▽
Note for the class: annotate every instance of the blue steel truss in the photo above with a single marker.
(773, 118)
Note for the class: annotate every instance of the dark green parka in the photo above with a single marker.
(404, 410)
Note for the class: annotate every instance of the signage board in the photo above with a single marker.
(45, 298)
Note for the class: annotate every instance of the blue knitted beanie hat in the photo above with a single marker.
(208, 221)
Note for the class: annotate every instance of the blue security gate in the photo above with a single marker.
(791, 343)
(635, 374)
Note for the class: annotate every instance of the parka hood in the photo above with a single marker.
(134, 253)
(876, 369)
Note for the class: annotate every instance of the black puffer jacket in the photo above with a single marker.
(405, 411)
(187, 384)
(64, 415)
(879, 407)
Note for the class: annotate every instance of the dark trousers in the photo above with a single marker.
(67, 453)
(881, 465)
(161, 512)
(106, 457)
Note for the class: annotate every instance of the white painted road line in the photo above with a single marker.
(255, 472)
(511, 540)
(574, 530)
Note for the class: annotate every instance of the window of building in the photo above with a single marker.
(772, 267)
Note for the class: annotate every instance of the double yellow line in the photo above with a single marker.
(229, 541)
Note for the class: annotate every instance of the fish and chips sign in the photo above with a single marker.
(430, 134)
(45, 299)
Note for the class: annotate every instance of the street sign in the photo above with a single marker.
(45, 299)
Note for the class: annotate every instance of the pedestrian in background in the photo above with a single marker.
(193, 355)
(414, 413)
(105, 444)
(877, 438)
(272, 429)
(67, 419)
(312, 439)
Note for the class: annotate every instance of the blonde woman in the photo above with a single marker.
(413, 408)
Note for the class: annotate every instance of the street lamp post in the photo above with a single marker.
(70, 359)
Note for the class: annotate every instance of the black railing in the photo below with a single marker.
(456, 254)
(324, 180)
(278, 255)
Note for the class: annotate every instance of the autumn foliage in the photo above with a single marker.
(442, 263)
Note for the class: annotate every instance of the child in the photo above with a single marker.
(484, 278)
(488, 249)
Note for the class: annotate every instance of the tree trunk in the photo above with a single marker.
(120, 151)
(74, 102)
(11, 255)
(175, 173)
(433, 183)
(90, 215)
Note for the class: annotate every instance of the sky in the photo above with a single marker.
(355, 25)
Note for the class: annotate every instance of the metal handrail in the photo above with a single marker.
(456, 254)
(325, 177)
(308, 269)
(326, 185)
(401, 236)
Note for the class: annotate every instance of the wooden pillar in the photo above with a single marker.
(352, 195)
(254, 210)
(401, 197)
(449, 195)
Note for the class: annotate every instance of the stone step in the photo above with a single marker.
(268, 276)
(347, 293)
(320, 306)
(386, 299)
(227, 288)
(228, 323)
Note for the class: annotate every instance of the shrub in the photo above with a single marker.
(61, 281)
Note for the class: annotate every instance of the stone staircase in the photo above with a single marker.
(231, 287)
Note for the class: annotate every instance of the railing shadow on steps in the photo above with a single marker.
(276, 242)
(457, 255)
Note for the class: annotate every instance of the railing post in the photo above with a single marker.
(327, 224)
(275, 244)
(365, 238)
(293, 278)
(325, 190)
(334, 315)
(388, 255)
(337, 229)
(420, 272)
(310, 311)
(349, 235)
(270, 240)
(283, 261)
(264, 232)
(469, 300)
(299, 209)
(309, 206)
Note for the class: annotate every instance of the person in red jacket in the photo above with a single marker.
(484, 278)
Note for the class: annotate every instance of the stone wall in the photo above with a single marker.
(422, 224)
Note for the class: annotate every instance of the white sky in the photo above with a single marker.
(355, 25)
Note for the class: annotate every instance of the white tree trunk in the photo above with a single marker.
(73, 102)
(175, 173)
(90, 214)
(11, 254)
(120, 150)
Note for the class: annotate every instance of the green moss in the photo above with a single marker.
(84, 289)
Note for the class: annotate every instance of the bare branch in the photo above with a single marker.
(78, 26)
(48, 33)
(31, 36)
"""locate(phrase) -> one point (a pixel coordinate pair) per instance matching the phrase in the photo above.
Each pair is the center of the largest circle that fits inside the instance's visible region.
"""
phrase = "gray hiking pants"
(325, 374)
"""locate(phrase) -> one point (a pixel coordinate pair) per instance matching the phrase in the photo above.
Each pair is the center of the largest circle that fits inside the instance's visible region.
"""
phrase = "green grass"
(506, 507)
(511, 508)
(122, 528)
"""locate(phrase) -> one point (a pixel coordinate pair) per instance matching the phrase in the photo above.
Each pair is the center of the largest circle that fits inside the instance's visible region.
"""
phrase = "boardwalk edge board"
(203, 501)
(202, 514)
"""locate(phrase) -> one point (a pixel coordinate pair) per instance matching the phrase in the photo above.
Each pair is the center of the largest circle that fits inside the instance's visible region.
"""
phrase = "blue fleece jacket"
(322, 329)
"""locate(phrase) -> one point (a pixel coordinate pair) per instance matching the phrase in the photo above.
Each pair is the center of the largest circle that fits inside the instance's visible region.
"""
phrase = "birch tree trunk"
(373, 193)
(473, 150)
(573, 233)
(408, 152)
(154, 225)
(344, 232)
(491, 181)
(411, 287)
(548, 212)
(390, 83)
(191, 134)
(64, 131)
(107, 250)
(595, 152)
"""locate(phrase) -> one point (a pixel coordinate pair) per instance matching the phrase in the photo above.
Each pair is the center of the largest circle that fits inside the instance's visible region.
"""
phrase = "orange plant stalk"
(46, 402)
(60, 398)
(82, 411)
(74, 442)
△
▶ [To do]: Reproduce every entry exactly, with nothing added or dropped.

▶ [Response area]:
Note for the class: annotate every instance of the blue steel truss in the photo above with a single marker.
(773, 118)
Note for the class: annotate every instance of the dark green parka in the photo above with a single marker.
(404, 410)
Note for the class: annotate every instance of the signage board in the photo above with a single marker.
(45, 298)
Note for the class: annotate every instance of the blue knitted beanie hat in the photo above with a single marker.
(208, 221)
Note for the class: annotate every instance of the blue security gate in the photo above with a single marker.
(791, 343)
(635, 374)
Note for the class: annotate every instance of the parka hood in the photo above with a single marker.
(134, 253)
(876, 369)
Note for the class: annotate every instance of the black puffer jacket in the photo above with a single marker.
(405, 411)
(187, 384)
(64, 415)
(879, 407)
Note for the class: annotate every instance of the dark trousers in the photo above with a single marker.
(67, 453)
(881, 465)
(161, 512)
(106, 457)
Note for the class: annotate every instance of the white painted road line in the photo above with a single marker.
(255, 472)
(511, 540)
(574, 530)
Note for the class: annotate every instance of the window of building in the photo above with a single marker.
(772, 267)
Note for the class: annotate every instance of the double yellow line in the photo above with a single marker.
(229, 541)
Note for the class: annotate every instance of the fish and chips sign in the photo above with a single marker.
(430, 134)
(45, 299)
Note for the class: annotate every instance of the street sign in the photo above with a single marker.
(45, 299)
Note for the class: annotate every instance of the pedestrian in background in the photo above with a single marker.
(193, 355)
(414, 413)
(105, 444)
(877, 438)
(272, 429)
(67, 419)
(312, 439)
Note for the class: annotate every instance of the blonde woman in the photo above with a single marker.
(413, 408)
Note for the class: annotate every instance of the street lamp post in the photo above with a single marker.
(70, 359)
Note for the class: annotate every instance of the black railing in the photo below with a single marker.
(456, 254)
(324, 180)
(278, 255)
Note for the class: annotate every instance of the autumn foliage in the photo above with a single marker.
(442, 263)
Note for the class: annotate every instance of the child in the photo above with a single marker.
(484, 278)
(488, 249)
Note for the class: annotate every instance of the tree trunk in the photo above with a single marker.
(120, 151)
(74, 102)
(11, 255)
(175, 173)
(433, 183)
(90, 215)
Note for the class: annotate every instance of the sky in the photo above with a single marker.
(355, 25)
Note for the class: annotate every instance of the metal handrail in the photo above with a single marker.
(456, 254)
(325, 177)
(308, 269)
(326, 185)
(401, 236)
Note for the class: annotate every instance of the wooden pillar in the photo above with a single marker.
(352, 195)
(254, 210)
(401, 197)
(449, 195)
Note for the class: annotate every instance of the stone step in the photo above with a single marker.
(268, 276)
(347, 293)
(320, 306)
(386, 299)
(227, 288)
(228, 323)
Note for the class: annotate every instance of the shrub in the photo above with a single marker.
(61, 281)
Note for the class: annotate every instance of the stone staircase in the photo above with a single marker.
(231, 287)
Note for the class: annotate every instance of the railing shadow on steps in the photo above with a single marker.
(276, 242)
(457, 255)
Note for the class: annotate every instance of the railing post in the photo above with a single marker.
(327, 224)
(275, 244)
(365, 238)
(293, 278)
(325, 190)
(334, 315)
(388, 255)
(337, 229)
(420, 272)
(310, 311)
(349, 235)
(270, 240)
(283, 261)
(264, 232)
(469, 300)
(299, 209)
(309, 206)
Note for the class: annotate every instance of the person in red jacket in the photo above with a single marker.
(484, 278)
Note for the class: annotate every instance of the stone wall in the photo above with a single marker.
(422, 224)
Note for the class: annotate every instance of the white sky in the photo above with a single marker.
(355, 25)
Note for the class: annotate every instance of the white tree trunk in the photo above with a single marker.
(73, 102)
(175, 173)
(90, 214)
(11, 254)
(120, 150)
Note for the class: annotate every instance of the green moss in the photo above with a single marker.
(84, 289)
Note for the class: annotate every instance of the bare branch in the photo above with a single marker.
(78, 26)
(48, 33)
(31, 36)
"""locate(phrase) -> one point (a pixel coordinate pair) per instance matching the phrase in the photo above.
Each pair is the center of the largest circle that fits inside the instance's visible region.
"""
phrase = "gray hiking pants"
(325, 374)
"""locate(phrase) -> one point (a pixel coordinate pair) per instance matching the phrase in the photo above.
Each pair is the center of the largest circle that fits inside the instance's visible region.
"""
phrase = "green grass"
(506, 507)
(511, 508)
(122, 528)
"""locate(phrase) -> one point (a pixel coordinate pair) per instance matching the phrase in the photo above.
Each pair is the center of the largest circle that fits inside the instance's visible region.
"""
phrase = "boardwalk edge board"
(203, 501)
(202, 514)
"""locate(phrase) -> one point (a pixel coordinate pair) per instance matching the phrase in the photo above.
Each pair is the center of the largest circle that fits inside the instance's visible region.
"""
phrase = "blue fleece jacket"
(322, 329)
"""locate(phrase) -> one point (a pixel coordinate pair) per instance matching the phrase in the photo above.
Each pair is the center of the largest circle that fits inside the instance's visible region.
"""
phrase = "birch tree trunk"
(373, 193)
(473, 150)
(573, 233)
(408, 152)
(154, 225)
(344, 232)
(491, 181)
(411, 287)
(548, 212)
(390, 83)
(191, 134)
(64, 131)
(107, 250)
(595, 152)
"""locate(phrase) -> one point (a pixel coordinate pair) per instance matching the phrase in the photo above.
Each pair is the center of the largest circle that fits inside the instance's visible region.
"""
phrase = "orange plant stalk"
(46, 402)
(60, 398)
(82, 411)
(74, 442)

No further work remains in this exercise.